### Task instructions
Since each line must match the original, copy out the records with no differences at all.

### Recorded data
[Start of section]
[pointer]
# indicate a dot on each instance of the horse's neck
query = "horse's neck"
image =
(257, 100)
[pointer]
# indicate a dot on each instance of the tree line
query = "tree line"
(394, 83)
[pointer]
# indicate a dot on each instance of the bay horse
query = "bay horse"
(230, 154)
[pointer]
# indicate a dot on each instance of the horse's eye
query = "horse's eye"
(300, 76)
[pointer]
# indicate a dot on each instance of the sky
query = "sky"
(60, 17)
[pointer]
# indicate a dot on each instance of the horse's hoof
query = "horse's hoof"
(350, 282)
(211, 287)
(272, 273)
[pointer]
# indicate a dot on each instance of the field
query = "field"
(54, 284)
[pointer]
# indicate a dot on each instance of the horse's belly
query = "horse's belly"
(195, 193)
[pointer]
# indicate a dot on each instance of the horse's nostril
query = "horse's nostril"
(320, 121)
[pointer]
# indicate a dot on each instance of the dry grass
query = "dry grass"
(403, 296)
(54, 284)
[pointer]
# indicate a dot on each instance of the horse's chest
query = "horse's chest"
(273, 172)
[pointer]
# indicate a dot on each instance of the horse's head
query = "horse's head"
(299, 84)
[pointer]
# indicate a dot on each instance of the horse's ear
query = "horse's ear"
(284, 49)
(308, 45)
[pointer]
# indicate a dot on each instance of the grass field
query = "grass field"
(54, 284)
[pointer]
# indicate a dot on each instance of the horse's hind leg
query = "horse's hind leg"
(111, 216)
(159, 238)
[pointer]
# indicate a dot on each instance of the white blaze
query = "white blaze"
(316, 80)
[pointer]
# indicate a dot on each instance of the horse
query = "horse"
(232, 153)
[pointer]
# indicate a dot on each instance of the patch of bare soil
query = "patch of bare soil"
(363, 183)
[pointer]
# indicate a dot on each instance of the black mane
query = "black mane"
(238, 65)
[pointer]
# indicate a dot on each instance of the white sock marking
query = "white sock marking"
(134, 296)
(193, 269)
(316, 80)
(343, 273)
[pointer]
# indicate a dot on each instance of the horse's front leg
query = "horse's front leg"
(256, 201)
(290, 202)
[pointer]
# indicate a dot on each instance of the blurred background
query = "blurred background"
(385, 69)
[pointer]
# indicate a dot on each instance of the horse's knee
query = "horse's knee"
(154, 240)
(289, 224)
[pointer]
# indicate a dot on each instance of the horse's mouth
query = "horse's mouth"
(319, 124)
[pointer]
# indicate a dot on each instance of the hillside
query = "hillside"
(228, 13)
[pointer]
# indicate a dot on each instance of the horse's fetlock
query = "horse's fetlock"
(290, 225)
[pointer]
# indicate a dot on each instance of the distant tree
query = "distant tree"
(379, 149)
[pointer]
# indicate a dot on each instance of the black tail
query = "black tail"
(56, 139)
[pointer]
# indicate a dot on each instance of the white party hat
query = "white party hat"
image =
[End of section]
### Solved exercise
[pointer]
# indicate a dot on each instance of the horse's neck
query = "horse's neck"
image =
(257, 100)
[pointer]
# indicate a dot on each instance of the tree line
query = "tree line"
(394, 83)
[pointer]
# indicate a dot on each instance of the bay horse
query = "bay horse"
(230, 154)
[pointer]
# indicate a dot on each instance of the horse's eye
query = "horse's eye"
(300, 76)
[pointer]
# indicate a dot on each instance of the sky
query = "sky"
(60, 17)
[pointer]
# indicate a dot on each instance of the horse's hoof
query = "horse's hoof"
(350, 282)
(211, 287)
(272, 273)
[pointer]
# indicate a dot on each instance of the field
query = "field"
(54, 284)
[pointer]
# indicate a dot on each instance of the horse's belly
query = "horse's belly"
(195, 193)
[pointer]
# indicate a dot on each instance of the horse's nostril
query = "horse's nostril"
(320, 121)
[pointer]
# indicate a dot on each instance of the dry grass
query = "dry grass"
(403, 296)
(54, 284)
[pointer]
# indicate a dot on each instance of the horse's chest
query = "horse's chest"
(273, 172)
[pointer]
# indicate a dot on each instance of the horse's head
query = "horse's head"
(299, 84)
[pointer]
# indicate a dot on each instance of the horse's ear
query = "horse's ear"
(284, 49)
(308, 45)
[pointer]
# indicate a dot on each instance of the grass field
query = "grass field"
(54, 284)
[pointer]
# indicate a dot on each instance of the horse's hind leg
query = "horse's hind leg"
(111, 216)
(159, 238)
[pointer]
# indicate a dot on each instance of the white blaze
query = "white blaze"
(316, 80)
[pointer]
# indicate a dot on each instance of the horse
query = "horse"
(232, 153)
[pointer]
# indicate a dot on each instance of the patch of bare soil
query = "patch of bare soil"
(363, 183)
[pointer]
# indicate a dot on each instance of the black mane
query = "black mane"
(238, 65)
[pointer]
# indicate a dot on each instance of the white sock marking
query = "white sock marking"
(134, 296)
(193, 269)
(316, 80)
(343, 273)
[pointer]
# indicate a dot on each instance of the horse's front leg
query = "horse's front leg"
(256, 201)
(290, 202)
[pointer]
# indicate a dot on each instance of the blurred background
query = "blurred background"
(385, 69)
[pointer]
# indicate a dot on each instance of the horse's knee
query = "horse's knee"
(154, 240)
(289, 224)
[pointer]
# indicate a dot on each instance of the horse's mouth
query = "horse's mouth"
(319, 124)
[pointer]
# indicate a dot on each instance of the hillside
query = "hillside"
(228, 13)
[pointer]
# indicate a dot on each instance of the horse's fetlock
query = "horse's fetlock"
(290, 225)
[pointer]
# indicate a dot on each instance of the distant tree
query = "distant tree"
(379, 149)
[pointer]
# indicate a dot on each instance of the black tail
query = "black tail"
(56, 139)
[pointer]
# indicate a dot on each instance of the white party hat
query = "white party hat"
image =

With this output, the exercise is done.